◆ **TASK DESCRIPTION**
Without the pictures, can you quote each line below exactly?

◆ **GIVEN INFORMATION**

+ + + +

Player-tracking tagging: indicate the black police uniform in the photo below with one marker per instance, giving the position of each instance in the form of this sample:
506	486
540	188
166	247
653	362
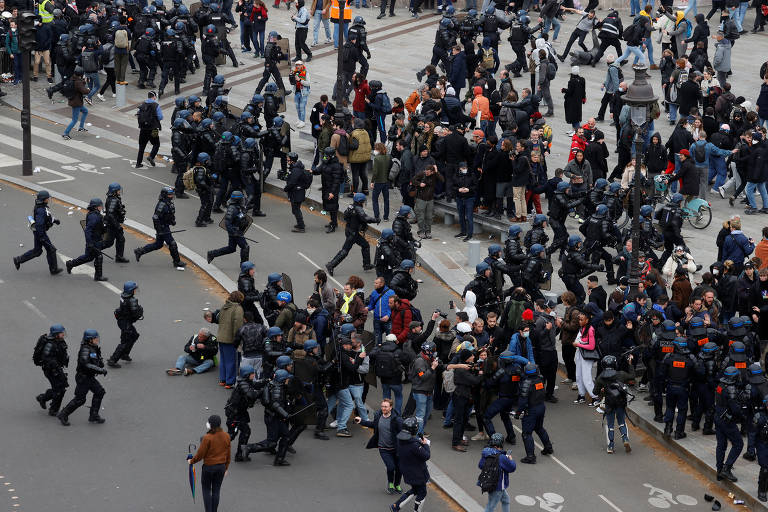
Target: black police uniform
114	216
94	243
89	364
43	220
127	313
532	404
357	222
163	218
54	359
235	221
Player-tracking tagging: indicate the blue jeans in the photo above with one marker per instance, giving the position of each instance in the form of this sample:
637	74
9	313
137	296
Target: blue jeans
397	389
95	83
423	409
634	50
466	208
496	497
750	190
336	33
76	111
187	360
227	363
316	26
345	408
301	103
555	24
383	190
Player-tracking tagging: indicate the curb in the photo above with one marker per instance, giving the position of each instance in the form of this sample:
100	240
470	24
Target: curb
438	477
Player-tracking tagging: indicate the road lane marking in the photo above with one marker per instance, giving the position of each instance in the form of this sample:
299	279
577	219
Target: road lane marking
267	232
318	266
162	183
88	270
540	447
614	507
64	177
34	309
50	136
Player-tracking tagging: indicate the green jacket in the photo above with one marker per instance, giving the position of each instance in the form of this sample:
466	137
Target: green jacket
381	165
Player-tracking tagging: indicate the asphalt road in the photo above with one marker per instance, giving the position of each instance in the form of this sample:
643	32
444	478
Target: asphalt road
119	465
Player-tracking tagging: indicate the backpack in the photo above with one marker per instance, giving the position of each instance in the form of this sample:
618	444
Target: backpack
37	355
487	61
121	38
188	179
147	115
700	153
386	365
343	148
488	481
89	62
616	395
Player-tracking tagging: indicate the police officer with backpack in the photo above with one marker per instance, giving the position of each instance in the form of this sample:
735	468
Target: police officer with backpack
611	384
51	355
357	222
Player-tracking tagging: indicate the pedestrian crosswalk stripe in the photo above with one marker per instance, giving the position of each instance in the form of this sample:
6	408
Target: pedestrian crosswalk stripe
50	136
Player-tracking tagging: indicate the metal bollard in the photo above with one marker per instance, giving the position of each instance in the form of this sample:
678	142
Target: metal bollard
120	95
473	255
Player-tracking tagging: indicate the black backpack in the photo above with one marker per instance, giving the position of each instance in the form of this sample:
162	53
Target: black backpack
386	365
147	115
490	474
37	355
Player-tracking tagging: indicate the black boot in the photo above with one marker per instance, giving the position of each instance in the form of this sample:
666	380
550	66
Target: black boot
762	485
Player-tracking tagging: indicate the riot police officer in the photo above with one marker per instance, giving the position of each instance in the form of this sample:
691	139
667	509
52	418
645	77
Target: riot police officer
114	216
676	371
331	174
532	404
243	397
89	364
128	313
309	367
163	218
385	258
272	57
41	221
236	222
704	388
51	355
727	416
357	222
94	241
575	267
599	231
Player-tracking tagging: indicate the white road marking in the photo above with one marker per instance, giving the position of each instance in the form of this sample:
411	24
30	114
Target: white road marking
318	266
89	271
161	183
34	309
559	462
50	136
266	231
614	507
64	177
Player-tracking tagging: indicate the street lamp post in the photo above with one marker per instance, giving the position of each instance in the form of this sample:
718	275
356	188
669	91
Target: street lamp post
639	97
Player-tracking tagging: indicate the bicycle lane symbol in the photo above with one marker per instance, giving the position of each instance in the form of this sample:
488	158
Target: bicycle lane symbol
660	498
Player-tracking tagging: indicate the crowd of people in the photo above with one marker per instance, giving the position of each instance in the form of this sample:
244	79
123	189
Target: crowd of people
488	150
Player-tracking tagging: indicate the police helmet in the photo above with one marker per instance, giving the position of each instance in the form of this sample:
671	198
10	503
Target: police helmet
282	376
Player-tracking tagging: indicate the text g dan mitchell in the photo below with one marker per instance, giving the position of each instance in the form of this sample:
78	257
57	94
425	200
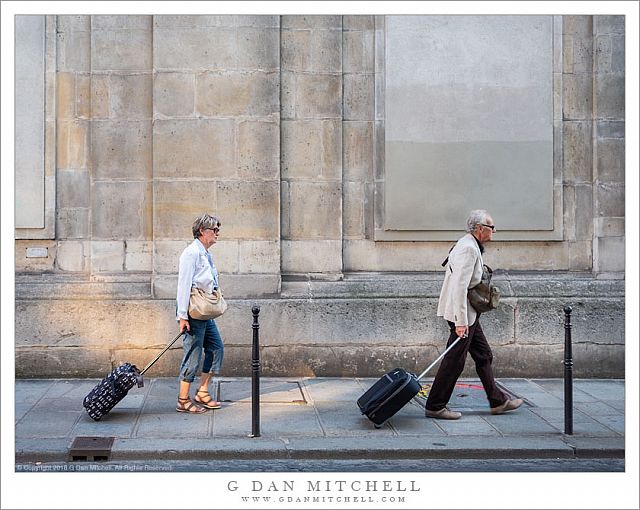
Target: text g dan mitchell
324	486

+ + + +

◆ **EXPECTED OUTPUT**
Player-tracking tagging: indicate the black police uniform in the photo below with one marker per instance, giving the position of each instance in the form of this sample:
506	486
540	188
166	247
653	362
Target: black police uniform
114	216
94	243
89	364
43	220
127	313
532	404
357	222
163	218
54	359
235	221
Player-tracking tagging: indicate the blue jeans in the photo above with one marker per instance, giving the position of each instance in the form of this sample:
637	74
9	313
137	296
Target: blue jeans
397	389
95	83
423	409
634	50
466	208
496	497
750	190
336	33
76	111
187	360
227	363
316	26
345	408
301	103
555	24
383	190
Player-tracking tagging: indicate the curb in the photo above with one marker per instance, giving the position of each instance in the form of this sample:
100	240
470	24
Target: curb
438	477
Player-tracking tagging: indicate the road lane marking in the photo above with one marker per instance, giving the position of each instance in the form of this sample:
299	279
577	219
Target: road lane marking
267	232
318	266
162	183
88	270
540	447
614	507
64	177
34	309
50	136
Player-tracking tagging: indicate the green jacket in the photo above with one marker per instance, giving the position of each instance in the form of this sample:
466	137
Target: green jacket
381	165
Player-tracking tagging: indicate the asphalt road in the photo above with one marker per instance, giving the position of each instance in the form of this sample:
643	32
444	478
Target: asphalt road
119	465
Player-tracking tagging: indicate the backpack in the photo above with one marker per instance, giving the position of each instance in the form of this sample:
618	444
Target: backpack
37	355
487	61
121	38
188	179
147	115
700	153
386	365
343	148
488	481
89	62
616	395
Player-tracking tagging: indicate the police officer with backpack in the photo above with one marker per instance, giving the position of each instance in the form of this sample:
735	468
Target: police officer with backpack
611	384
51	355
357	222
Player-tracking tagging: indicate the pedestrian crosswalk stripe in the photo above with one marker per instance, giving the position of each instance in the form of this sample:
6	408
Target: pedestrian crosswalk stripe
50	136
Player-tracking tagging: indicate the metal bollard in the photo above with one marker per instance, giving the position of each instance in the form of this sample:
678	142
Target: metal bollard
120	95
473	255
Player-tracking tagging: indicate the black backpack in the photo above with one marker per instance, giving the position of each instance in the form of this sample:
162	53
Target: black backpack
386	365
147	115
490	474
37	355
Player-tracking tagging: indicate the black boot in the photo above with one marker per instance, giving the position of each instance in the form of this sample:
666	380
550	66
Target: black boot
762	485
Player-tracking tagging: indicate the riot police officer in the photo above with one marker per instance, giving the position of each instance in the form of this sample:
691	139
667	509
52	418
645	77
Target: riot police officer
114	216
676	371
331	174
532	404
243	397
89	364
128	313
309	367
163	218
385	258
272	57
41	221
236	222
704	388
51	355
727	416
357	222
94	241
575	267
599	231
Player-tracking tagging: indicate the white road marking in the photo above with one marker per instance, giving the position of each instance in the form of this sample:
411	24
30	114
Target: white road marking
318	266
89	271
161	183
34	309
559	462
50	136
266	231
614	507
64	177
Player-tracking tagging: indicate the street lamp post in the photo above with one marker per instance, giving the position of each instance in the form of this sample:
718	275
356	188
669	91
Target: street lamp post
639	97
Player-tracking tagging: indicate the bicycle lane symbol in the photo above with one marker per instance, giving the position of each instance in the form of this sample:
488	158
Target: bicycle lane symbol
660	498
Player-tracking tagging: indicate the crowd of people in the photo above with one marker per instance, giving the position of each instance in the form of this sample:
244	79
123	189
Target: crowd of people
488	150
Player-tracking tagging: indicate the police helmet in the photo above with one marker per instance, giving the position of each instance in the form of this sample:
671	198
10	503
Target: police helmet
282	376
Player-tracking tagging: indicate the text g dan mitchell in the photo below with one marker per instance, giving the position of each instance in the form of this sample:
78	257
57	94
425	200
Target: text g dan mitchell
324	486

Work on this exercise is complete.